§ **Document text**

■ ■ ■ ■ ■

Further, the products are generally limited to one part of the transformation process. This is an inevitable consequence of the structure of the transformation process, because although the transformation process is presented as a monolithic transformation, in fact the elements are quite different from one another, and the state changes are not at all consistent. For example, the Translate activities change code from one language to another, while the Analyze and Assess the Legacy Application activities change a state of (relative) "ignorance" to one of "knowledge." Thus it is reasonable to suppose that the tools that support automation of these separate process elements will remain distinct (even when they are accessed through a common interface, for example).
This is not necessarily a bad thing, but it does mean that more than one tool is likely to be needed and some mixing and matching will be necessary - with sufficient expertise and good project management, a transformation project will succeed. However, it does suggest that some skepticism is required when a supplier talks about a solution that "will take care of everything."
There are limits on automatic decomposition of applications into components that could become building blocks for new applications. In general, current transformation techniques take the applications to a new platform, not to a new architecture. It is not easy to manually re-structure the transformed application to create components below the business function level. A feasible and realistic goal might be a target architecture consisting of business objects that encapsulate the business logic of a single entity and the data particular to that entity. Ultimately, the feasibility of re-use depends on the structure of the original legacy application — well-shaped structured code lends itself more readily to some componentization, whereas linear, monolithic code needs wrapping in total.
A strategy for legacy transformation is discussed in the next chapter.
Developments in legacy transformation tools and techniques provide an opportunity for the business to review its legacy portfolio. To transform or replace, to scrap of re-invest? These are the questions to be addressed by a legacy strategy.
When the requirement is to transform a single legacy application, then the choice of which way to go will be decided by the quality of the application, and whether or not there are off-the-shelf products readily available to replace it, if the quality is poor. In most other situations the CIO needs to begin with more fundamental business questions.
There are four common drivers for considering a transformation project:
In practice some of these drivers may be combined. These drivers can be seen as a kind of spectrum, going from "push" factors (which mean that the legacy application must react to fit a new environment) to "pull" factors (the business wants to seize an opportunity to grow/reach new customers/add products and services).
These drivers are contrasted in the diagram, suggesting that there can be quite a variation in the value that the business will be looking for from a transformation. The following points need to be considered:
In any business there is the obvious distinction between financial, sales order processing, human resources and manufacturing applications, for example, but of course within these categories there are often several hundred individual applications with millions of lines of code between them. A pre-assessment of the portfolio is desirable before proceeding to make individual decisions about transformation methods.

■ ■ ■ ■ ■

[Dataset entries]
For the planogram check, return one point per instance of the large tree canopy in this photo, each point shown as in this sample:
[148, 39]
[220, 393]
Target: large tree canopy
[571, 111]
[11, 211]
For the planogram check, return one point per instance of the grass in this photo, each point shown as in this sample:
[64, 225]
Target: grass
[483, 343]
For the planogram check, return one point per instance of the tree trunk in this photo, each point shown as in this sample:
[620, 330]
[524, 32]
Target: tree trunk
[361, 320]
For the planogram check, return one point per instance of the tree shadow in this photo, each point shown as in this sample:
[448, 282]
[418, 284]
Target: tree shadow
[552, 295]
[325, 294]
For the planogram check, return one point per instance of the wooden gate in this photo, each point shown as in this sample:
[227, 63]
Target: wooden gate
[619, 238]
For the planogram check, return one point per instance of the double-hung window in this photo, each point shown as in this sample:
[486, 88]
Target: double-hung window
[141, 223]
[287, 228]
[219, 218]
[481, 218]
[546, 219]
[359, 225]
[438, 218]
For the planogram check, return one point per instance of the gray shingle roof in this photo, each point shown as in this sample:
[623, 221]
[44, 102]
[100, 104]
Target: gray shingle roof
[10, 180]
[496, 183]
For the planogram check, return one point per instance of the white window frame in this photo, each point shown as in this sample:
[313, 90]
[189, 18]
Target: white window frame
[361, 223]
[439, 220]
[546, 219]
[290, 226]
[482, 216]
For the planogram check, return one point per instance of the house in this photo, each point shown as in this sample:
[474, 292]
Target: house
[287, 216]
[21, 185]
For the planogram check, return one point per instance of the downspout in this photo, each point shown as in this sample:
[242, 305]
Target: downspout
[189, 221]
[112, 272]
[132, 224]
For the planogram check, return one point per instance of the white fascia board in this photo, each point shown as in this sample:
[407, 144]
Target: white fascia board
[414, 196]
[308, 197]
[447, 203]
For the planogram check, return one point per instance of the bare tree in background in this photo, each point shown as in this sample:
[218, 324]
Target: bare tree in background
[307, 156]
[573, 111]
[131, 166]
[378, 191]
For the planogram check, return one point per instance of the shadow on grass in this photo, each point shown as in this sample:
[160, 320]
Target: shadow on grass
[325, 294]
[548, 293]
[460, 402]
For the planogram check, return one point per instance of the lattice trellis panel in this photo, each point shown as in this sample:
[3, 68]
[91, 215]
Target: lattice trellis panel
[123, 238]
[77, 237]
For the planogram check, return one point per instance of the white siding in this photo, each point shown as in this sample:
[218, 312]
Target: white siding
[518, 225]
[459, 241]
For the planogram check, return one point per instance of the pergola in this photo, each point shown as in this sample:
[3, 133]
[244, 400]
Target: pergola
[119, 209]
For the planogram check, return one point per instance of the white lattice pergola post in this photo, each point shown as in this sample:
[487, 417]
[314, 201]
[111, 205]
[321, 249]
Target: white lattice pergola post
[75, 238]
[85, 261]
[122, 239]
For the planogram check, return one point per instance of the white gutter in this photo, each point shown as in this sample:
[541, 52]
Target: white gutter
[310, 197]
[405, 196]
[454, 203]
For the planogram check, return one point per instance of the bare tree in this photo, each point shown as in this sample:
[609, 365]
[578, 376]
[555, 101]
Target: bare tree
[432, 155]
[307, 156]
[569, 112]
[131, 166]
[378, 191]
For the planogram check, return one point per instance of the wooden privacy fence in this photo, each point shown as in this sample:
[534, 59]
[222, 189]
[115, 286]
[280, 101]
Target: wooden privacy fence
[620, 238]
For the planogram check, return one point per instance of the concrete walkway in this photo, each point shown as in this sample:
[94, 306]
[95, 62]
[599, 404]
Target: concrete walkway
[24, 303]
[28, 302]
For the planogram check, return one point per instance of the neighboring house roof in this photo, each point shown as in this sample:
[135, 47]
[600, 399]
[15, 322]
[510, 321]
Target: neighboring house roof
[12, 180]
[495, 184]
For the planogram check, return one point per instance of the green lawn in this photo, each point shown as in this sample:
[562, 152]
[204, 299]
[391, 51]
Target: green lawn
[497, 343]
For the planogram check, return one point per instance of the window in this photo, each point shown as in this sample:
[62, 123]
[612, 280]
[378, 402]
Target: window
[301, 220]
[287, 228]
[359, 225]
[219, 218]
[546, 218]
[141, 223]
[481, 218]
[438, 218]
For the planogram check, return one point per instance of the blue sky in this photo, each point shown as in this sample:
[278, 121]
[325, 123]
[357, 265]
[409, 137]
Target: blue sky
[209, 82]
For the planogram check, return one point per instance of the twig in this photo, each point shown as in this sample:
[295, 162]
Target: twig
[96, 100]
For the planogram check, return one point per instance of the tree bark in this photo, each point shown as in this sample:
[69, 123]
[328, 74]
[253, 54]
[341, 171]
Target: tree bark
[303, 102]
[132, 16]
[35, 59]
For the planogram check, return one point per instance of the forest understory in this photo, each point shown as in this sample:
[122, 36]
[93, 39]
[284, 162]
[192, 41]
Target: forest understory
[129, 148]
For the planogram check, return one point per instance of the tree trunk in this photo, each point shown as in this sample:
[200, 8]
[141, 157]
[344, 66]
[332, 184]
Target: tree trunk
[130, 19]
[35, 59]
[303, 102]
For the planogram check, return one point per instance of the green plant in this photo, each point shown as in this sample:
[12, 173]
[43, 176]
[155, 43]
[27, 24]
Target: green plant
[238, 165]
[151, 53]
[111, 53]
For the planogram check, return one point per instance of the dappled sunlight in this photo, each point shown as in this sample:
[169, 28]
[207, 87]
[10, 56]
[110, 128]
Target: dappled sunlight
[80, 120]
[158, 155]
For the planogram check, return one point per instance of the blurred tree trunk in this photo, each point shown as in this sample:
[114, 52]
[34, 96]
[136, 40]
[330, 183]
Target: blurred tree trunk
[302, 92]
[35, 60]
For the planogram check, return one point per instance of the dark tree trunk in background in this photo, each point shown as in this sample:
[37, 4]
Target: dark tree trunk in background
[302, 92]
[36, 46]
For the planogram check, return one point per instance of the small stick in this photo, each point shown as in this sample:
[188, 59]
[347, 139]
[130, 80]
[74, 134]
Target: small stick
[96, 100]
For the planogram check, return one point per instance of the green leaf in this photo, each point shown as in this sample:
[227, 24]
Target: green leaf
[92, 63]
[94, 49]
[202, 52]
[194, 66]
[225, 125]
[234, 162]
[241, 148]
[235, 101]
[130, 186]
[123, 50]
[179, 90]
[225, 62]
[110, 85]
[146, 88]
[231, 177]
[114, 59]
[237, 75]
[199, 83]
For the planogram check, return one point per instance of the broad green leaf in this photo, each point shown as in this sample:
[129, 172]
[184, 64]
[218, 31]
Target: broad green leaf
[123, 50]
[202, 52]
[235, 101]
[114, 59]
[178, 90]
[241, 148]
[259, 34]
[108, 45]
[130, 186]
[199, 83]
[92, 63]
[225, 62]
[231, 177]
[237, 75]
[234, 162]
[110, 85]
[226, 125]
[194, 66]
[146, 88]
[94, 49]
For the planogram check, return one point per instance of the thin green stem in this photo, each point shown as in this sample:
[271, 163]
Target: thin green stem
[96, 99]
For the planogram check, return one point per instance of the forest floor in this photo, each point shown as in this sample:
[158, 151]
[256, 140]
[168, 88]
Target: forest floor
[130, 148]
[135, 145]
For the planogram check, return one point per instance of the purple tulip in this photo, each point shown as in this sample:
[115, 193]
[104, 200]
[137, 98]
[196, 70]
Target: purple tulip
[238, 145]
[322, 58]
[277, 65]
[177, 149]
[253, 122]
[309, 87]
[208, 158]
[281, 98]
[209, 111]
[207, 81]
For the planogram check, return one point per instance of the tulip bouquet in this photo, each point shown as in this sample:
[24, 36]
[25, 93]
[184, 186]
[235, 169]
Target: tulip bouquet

■ ■ ■ ■ ■

§ **Set problem 1**
Copy the entries from the line containing "of the purple" through the end of the entries, including both of those lines.
§ **Set problem 2**
Carry on the text on legacy application transformation from its last sentence.
The entries are unrelated to the text on legacy application transformation.

§ **Final answer 1**
For the planogram check, return one point per instance of the purple tulip in this photo, each point shown as in this sample:
[115, 193]
[104, 200]
[137, 98]
[196, 70]
Target: purple tulip
[238, 145]
[322, 58]
[277, 65]
[177, 149]
[253, 122]
[309, 87]
[208, 158]
[281, 98]
[209, 111]
[207, 81]
For the planogram check, return one point per instance of the tulip bouquet in this photo, each point shown as in this sample:
[24, 36]
[25, 93]
[184, 186]
[235, 169]
Target: tulip bouquet

§ **Final answer 2**
The emphasis of the pre-assessment is on business value (one of the aims of transformation is to address technical quality, so this question is postponed until later in this process). The goal is to streamline the applications portfolio by reviewing the existing applications to see whether they continue to provide business value. If applications can be identified for decommissioning this will result in immediate savings. This streamlining will require commitment from the business. Here is a starter list of questions to ask about each application:
There are alternatives to total transformation of the legacy application, and at this point in the development of the transformation strategy these alternatives should be reviewed. The main decision factors are (I) the quality of the legacy application, and (ii) the availability of replacement packages. "Quality" in this case is a subjective term applied to the application itself, regardless of the platform it runs on or the code in use, and should be assessed in terms of such parameters as:
In summary, the "quality" assessment is about the suitability of the legacy application in business and technical terms.
The availability of a replacement package is the other important consideration and this will depend on the uniqueness of the current application. If the quality of the legacy application is poor and there is comparable functionality available in a third-party software package, it makes sense to replace it.
There are four broad options: transform, re-use, rewrite or replace. As explained earlier, some or all the elements of the transformation process apply to the first three. The diagram1 overleaf shows the combinations of factors that might lead to these four options.
Transform: Apply the transformation process, adding functionality and business reach as required.
Re-use: There are two possibilities here, one where the legacy application is centered on a third-party package/DBMS already, and the other where the business has developed its own application from scratch. If the legacy application portfolio is largely centered on a third-party package then the best way forward may be to upgrade to the latest version and use wrapping techniques to provide the required reach and other functionality improvements. For in-house applications consider wrapping the application. To provide direct access to data by end-users without going through the legacy application will usually mean adding a back-end data warehouse as well. The drawback of this approach is that it adds more elements to be maintained and two sets of data to be kept synchronized.
Rewrite: The key asset here is the business rules and data structures — the application is the problem. Application mining and analysis of code logic and data structures is required to provide the starting point for the rewrite.
Replace: Look for a suitable package or outsource. Be prepared to make changes to the business model to meet the package half-way.
The diagram below summarizes the overall decision process in graphic form.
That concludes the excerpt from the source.